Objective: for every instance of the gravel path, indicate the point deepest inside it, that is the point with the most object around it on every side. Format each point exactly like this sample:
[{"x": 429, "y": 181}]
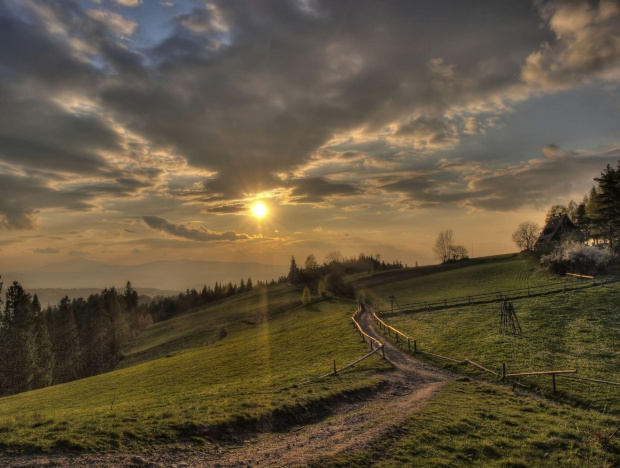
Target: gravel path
[{"x": 351, "y": 426}]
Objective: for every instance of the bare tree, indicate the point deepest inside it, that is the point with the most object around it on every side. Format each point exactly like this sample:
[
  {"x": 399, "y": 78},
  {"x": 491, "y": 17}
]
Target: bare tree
[
  {"x": 444, "y": 245},
  {"x": 458, "y": 252},
  {"x": 525, "y": 235}
]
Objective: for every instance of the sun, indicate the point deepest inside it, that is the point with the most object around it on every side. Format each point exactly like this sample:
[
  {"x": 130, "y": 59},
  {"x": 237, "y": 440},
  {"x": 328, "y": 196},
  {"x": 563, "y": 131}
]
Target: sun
[{"x": 259, "y": 210}]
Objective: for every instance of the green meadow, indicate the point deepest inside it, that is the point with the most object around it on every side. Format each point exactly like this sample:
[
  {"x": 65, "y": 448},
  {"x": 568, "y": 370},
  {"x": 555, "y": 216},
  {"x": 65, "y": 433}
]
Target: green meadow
[
  {"x": 477, "y": 424},
  {"x": 573, "y": 330},
  {"x": 252, "y": 375}
]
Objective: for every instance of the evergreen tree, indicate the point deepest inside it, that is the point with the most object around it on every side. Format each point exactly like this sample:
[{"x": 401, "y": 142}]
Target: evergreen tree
[
  {"x": 65, "y": 343},
  {"x": 43, "y": 343},
  {"x": 131, "y": 298},
  {"x": 293, "y": 273},
  {"x": 19, "y": 352},
  {"x": 608, "y": 199}
]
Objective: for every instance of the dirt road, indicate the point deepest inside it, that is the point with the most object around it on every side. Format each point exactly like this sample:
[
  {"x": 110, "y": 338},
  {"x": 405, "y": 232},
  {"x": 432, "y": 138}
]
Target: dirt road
[{"x": 351, "y": 426}]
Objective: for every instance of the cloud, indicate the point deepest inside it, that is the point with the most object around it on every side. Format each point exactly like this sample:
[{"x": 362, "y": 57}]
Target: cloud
[
  {"x": 536, "y": 183},
  {"x": 47, "y": 250},
  {"x": 587, "y": 45},
  {"x": 228, "y": 208},
  {"x": 119, "y": 25},
  {"x": 425, "y": 132},
  {"x": 317, "y": 189},
  {"x": 129, "y": 3},
  {"x": 187, "y": 232}
]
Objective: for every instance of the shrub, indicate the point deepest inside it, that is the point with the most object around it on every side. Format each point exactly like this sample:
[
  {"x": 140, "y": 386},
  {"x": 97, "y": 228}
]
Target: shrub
[{"x": 577, "y": 258}]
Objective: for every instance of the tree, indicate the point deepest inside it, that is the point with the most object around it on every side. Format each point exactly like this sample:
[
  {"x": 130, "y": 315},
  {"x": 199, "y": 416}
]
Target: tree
[
  {"x": 44, "y": 356},
  {"x": 131, "y": 298},
  {"x": 65, "y": 343},
  {"x": 19, "y": 349},
  {"x": 608, "y": 198},
  {"x": 444, "y": 245},
  {"x": 458, "y": 252},
  {"x": 525, "y": 235},
  {"x": 293, "y": 272},
  {"x": 333, "y": 257},
  {"x": 306, "y": 296}
]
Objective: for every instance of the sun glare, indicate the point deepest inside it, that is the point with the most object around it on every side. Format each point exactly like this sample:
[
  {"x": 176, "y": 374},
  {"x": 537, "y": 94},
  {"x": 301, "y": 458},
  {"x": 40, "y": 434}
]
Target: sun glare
[{"x": 259, "y": 210}]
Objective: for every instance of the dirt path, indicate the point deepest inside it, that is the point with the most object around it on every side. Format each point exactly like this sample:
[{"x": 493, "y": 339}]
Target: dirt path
[{"x": 352, "y": 425}]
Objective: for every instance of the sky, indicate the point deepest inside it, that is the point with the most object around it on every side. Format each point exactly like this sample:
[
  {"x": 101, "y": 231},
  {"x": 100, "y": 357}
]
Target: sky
[{"x": 141, "y": 130}]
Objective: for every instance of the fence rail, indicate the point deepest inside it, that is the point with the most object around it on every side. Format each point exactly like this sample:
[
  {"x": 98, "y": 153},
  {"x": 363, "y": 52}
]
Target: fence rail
[
  {"x": 529, "y": 291},
  {"x": 503, "y": 376}
]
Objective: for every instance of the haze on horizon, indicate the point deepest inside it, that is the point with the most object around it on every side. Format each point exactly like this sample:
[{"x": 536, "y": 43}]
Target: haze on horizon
[{"x": 134, "y": 131}]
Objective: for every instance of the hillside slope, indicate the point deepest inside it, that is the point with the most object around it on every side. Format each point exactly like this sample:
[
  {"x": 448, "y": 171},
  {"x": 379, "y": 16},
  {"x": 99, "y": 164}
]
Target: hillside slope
[{"x": 251, "y": 375}]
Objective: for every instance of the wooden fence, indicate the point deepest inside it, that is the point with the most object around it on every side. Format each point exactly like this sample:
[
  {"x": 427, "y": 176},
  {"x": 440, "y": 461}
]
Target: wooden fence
[
  {"x": 530, "y": 291},
  {"x": 375, "y": 347},
  {"x": 503, "y": 376}
]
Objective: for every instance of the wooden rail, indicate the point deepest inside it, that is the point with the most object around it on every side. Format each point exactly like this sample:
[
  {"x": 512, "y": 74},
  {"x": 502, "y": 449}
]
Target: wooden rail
[
  {"x": 560, "y": 286},
  {"x": 371, "y": 340},
  {"x": 579, "y": 275},
  {"x": 521, "y": 374},
  {"x": 397, "y": 333}
]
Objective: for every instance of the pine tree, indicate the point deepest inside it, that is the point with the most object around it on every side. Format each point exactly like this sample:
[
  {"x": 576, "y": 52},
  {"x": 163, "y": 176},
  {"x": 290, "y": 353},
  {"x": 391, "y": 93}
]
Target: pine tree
[
  {"x": 293, "y": 273},
  {"x": 18, "y": 356},
  {"x": 65, "y": 343},
  {"x": 43, "y": 344},
  {"x": 608, "y": 199}
]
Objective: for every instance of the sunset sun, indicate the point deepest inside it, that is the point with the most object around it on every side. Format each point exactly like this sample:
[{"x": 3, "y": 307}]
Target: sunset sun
[{"x": 259, "y": 210}]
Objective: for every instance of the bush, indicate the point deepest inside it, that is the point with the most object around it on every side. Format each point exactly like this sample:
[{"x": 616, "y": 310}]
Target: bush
[{"x": 576, "y": 258}]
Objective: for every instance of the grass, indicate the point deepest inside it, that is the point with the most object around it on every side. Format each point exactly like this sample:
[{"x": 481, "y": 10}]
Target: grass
[
  {"x": 575, "y": 330},
  {"x": 200, "y": 326},
  {"x": 251, "y": 375},
  {"x": 497, "y": 274},
  {"x": 472, "y": 423}
]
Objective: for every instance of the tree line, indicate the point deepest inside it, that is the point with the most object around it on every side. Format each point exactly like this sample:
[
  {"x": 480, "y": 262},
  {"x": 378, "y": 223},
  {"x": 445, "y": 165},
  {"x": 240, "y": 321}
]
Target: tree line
[
  {"x": 71, "y": 340},
  {"x": 328, "y": 275},
  {"x": 596, "y": 217}
]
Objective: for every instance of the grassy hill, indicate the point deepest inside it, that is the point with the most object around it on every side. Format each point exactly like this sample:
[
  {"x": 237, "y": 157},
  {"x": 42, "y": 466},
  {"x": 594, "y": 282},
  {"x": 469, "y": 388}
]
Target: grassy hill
[
  {"x": 487, "y": 275},
  {"x": 576, "y": 329},
  {"x": 200, "y": 326},
  {"x": 477, "y": 424},
  {"x": 250, "y": 377}
]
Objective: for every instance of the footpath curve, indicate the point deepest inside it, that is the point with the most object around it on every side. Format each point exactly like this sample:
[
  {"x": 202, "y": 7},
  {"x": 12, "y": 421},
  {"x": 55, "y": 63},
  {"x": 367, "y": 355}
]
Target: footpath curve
[{"x": 351, "y": 426}]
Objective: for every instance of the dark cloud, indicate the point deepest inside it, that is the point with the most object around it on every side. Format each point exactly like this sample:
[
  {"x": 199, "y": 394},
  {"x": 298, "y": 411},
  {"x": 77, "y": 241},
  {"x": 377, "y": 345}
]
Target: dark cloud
[
  {"x": 587, "y": 44},
  {"x": 186, "y": 232},
  {"x": 47, "y": 250},
  {"x": 77, "y": 253},
  {"x": 229, "y": 208},
  {"x": 426, "y": 192},
  {"x": 317, "y": 189}
]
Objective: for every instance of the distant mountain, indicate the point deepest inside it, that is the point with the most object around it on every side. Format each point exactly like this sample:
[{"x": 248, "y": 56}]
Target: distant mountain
[
  {"x": 51, "y": 296},
  {"x": 165, "y": 275}
]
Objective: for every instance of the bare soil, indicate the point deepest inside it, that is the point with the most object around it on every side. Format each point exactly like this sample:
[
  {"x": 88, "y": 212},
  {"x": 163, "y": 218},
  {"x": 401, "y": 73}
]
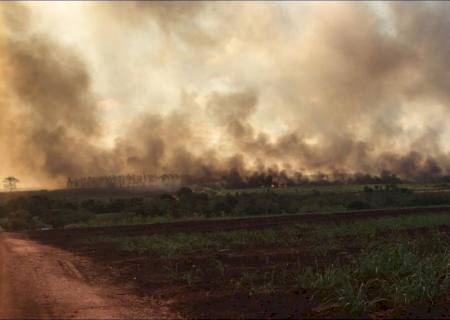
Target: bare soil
[{"x": 134, "y": 285}]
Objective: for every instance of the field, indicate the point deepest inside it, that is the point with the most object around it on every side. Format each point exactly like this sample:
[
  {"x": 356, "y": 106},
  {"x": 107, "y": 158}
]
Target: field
[{"x": 383, "y": 254}]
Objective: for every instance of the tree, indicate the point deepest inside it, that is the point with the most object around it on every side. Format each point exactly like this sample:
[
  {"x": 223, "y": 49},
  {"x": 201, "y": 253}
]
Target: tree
[{"x": 10, "y": 183}]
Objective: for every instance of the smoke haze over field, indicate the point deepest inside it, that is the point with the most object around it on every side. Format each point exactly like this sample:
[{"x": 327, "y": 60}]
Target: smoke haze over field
[{"x": 199, "y": 88}]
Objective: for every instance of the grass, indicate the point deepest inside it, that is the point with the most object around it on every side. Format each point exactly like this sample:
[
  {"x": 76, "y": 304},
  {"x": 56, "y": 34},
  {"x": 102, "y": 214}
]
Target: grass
[
  {"x": 388, "y": 271},
  {"x": 391, "y": 273},
  {"x": 179, "y": 244}
]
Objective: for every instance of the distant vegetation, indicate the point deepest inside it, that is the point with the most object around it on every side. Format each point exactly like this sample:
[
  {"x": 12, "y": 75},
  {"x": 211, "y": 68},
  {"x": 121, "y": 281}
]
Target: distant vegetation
[{"x": 43, "y": 210}]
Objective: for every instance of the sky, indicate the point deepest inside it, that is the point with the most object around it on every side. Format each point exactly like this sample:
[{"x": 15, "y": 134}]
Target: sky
[{"x": 199, "y": 88}]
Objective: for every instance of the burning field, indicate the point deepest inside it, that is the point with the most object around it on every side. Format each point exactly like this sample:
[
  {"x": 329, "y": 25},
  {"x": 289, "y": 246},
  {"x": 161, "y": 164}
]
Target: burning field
[
  {"x": 225, "y": 159},
  {"x": 199, "y": 89}
]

_Aim of the task_
No line before the one containing "Objective: for every instance of the burning" belongs in the answer; give again exactly that line and all lines after it through the end of the data.

_Solution for this exercise_
Objective: for every instance of the burning field, indicate the point deepest inside it, that is the point with the most object around it on every side. Format each point exactly like this sample:
[
  {"x": 329, "y": 25},
  {"x": 289, "y": 246},
  {"x": 161, "y": 164}
]
Target: burning field
[
  {"x": 225, "y": 159},
  {"x": 199, "y": 89}
]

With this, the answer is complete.